--- Begin ---
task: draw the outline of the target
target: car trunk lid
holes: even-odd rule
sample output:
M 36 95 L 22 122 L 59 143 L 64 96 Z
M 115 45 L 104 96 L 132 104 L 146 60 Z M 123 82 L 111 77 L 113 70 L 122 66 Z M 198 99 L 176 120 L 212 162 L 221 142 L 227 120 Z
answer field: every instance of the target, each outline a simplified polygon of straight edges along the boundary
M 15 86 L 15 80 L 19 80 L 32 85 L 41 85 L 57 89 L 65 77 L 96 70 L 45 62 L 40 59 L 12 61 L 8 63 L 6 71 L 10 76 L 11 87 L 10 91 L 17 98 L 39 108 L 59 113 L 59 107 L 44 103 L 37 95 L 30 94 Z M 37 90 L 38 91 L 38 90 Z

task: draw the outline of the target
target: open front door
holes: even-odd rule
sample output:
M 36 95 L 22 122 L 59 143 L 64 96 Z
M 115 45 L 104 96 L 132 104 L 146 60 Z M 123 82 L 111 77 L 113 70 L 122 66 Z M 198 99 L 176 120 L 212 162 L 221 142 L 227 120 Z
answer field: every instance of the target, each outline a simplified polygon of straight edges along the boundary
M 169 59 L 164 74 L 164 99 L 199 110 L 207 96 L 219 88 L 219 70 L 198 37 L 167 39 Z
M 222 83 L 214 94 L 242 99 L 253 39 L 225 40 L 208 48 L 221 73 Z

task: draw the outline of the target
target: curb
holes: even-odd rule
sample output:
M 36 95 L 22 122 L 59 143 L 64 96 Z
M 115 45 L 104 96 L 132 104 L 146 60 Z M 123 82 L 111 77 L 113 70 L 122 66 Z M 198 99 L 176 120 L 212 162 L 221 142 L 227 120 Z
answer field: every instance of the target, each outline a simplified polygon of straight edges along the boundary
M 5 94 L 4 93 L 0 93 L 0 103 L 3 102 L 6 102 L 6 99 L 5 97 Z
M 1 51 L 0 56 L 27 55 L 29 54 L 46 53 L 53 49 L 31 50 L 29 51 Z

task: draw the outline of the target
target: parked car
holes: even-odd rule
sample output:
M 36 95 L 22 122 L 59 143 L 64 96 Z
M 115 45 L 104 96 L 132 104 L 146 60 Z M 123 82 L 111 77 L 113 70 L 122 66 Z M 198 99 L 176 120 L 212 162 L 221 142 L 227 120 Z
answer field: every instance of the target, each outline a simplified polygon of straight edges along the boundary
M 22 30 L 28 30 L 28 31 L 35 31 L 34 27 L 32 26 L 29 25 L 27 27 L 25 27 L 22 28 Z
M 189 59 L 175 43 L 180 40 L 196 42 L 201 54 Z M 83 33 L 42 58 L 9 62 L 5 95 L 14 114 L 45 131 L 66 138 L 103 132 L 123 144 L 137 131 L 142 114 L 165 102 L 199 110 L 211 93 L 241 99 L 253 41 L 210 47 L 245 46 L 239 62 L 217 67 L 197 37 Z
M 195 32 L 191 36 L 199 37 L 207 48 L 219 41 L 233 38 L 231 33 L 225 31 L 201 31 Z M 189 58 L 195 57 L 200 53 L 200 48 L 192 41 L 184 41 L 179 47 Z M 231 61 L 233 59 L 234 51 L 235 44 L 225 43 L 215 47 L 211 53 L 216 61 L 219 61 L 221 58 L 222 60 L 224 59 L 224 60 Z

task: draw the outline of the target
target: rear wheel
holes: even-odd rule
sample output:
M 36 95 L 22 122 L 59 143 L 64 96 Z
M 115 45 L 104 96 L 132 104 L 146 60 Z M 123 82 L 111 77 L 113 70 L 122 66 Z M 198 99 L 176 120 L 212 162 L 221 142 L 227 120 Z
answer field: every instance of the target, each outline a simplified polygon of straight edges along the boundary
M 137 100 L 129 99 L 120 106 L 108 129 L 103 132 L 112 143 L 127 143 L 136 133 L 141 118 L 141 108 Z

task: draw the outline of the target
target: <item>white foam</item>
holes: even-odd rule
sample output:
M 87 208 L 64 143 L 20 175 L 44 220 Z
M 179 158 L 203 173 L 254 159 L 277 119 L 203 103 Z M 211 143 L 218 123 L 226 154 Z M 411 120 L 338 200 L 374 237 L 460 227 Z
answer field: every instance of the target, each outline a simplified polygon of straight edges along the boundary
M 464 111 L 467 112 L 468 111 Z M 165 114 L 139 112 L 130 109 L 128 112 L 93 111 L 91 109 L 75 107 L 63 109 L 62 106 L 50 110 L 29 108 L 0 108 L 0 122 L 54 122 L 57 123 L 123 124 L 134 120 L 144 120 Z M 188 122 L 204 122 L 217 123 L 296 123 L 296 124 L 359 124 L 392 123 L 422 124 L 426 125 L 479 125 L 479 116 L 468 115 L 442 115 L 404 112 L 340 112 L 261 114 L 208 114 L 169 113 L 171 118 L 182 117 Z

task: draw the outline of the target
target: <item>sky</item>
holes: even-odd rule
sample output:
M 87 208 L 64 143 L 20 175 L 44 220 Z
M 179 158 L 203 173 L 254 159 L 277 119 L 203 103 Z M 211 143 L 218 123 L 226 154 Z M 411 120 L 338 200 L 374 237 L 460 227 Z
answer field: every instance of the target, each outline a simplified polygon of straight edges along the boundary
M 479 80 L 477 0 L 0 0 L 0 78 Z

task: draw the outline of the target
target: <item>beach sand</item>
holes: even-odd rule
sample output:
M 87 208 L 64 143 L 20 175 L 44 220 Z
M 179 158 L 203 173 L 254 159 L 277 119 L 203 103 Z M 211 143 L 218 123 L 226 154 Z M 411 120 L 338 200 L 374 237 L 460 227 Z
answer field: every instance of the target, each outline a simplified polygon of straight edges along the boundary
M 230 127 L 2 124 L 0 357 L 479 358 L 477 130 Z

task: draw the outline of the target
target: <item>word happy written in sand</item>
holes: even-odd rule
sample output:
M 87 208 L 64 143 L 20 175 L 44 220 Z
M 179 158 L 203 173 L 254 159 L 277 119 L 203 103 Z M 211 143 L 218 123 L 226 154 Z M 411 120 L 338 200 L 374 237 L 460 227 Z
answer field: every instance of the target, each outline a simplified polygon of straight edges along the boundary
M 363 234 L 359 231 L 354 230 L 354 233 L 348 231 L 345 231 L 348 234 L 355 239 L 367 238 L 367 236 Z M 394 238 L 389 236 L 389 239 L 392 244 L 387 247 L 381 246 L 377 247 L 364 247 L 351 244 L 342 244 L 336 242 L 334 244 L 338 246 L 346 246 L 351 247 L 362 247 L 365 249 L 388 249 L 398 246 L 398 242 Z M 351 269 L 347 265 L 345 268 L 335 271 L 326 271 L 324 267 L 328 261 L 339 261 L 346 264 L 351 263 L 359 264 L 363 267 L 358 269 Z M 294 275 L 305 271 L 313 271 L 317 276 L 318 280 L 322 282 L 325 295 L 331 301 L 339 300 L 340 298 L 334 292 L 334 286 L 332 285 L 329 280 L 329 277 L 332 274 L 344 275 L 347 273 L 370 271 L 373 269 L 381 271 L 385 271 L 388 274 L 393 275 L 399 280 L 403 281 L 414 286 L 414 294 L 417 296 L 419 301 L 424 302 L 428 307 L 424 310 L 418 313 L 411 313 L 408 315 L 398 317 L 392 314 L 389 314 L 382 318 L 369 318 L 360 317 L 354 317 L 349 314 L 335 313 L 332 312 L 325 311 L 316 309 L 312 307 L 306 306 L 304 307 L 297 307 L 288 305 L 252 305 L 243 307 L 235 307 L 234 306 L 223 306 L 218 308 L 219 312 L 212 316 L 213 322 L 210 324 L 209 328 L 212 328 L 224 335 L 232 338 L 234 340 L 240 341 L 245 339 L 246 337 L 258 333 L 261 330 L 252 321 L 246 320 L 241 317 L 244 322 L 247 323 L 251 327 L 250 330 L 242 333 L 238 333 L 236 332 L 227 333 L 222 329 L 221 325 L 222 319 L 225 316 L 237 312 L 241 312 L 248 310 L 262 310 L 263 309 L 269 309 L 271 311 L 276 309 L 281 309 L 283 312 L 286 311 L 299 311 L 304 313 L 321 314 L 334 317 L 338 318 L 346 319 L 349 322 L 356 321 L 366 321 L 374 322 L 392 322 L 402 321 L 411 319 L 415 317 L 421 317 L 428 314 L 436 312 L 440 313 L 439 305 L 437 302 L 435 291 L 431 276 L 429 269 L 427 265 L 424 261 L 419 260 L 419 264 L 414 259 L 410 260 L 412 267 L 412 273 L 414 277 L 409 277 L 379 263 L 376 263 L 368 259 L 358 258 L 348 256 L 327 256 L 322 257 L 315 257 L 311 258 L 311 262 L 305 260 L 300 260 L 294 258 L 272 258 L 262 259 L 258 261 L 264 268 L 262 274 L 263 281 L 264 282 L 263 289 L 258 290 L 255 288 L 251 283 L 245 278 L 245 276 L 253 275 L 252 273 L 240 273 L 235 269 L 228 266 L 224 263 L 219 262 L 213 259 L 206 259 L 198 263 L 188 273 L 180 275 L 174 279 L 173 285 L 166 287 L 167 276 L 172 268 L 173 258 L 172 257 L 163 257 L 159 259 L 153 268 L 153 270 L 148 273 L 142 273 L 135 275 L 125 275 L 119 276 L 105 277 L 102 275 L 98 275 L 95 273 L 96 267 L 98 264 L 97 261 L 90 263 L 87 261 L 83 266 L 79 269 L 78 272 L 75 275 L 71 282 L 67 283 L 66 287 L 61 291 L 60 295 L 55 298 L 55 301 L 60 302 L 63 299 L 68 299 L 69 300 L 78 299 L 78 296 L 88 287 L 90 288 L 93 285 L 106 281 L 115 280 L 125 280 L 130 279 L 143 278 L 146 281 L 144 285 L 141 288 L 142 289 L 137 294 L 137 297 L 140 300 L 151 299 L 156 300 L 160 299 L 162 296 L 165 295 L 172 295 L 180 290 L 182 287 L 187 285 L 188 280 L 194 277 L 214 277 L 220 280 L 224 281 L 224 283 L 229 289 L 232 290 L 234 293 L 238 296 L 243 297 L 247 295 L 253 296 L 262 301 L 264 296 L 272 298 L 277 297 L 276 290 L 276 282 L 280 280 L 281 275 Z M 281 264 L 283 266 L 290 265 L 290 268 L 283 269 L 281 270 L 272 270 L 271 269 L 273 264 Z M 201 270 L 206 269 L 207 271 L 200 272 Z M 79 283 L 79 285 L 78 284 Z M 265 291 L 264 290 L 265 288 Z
--- End ---
Reproduce the part of the material that opens at its first line and closes with the line containing "M 15 86 L 15", substituting "rear hatch" for "car trunk lid" and leaving everything else unchanged.

task: draw the outline of the target
target: rear hatch
holes: even-odd rule
sample output:
M 36 95 L 22 122 L 59 143 L 64 96 Z
M 115 45 L 104 96 L 132 104 L 146 60 Z M 123 82 L 111 77 L 113 70 L 122 66 Z M 198 99 L 176 120 L 212 162 L 221 142 L 227 120 Z
answer field: every instance of the target, each outline a simplified polygon of straight edges along the boundary
M 15 86 L 15 80 L 19 80 L 32 85 L 41 85 L 57 89 L 65 77 L 96 70 L 45 62 L 40 59 L 12 61 L 8 63 L 6 71 L 10 76 L 11 87 L 10 91 L 17 98 L 39 108 L 59 113 L 59 107 L 44 103 L 37 95 L 30 94 Z M 37 90 L 38 91 L 38 90 Z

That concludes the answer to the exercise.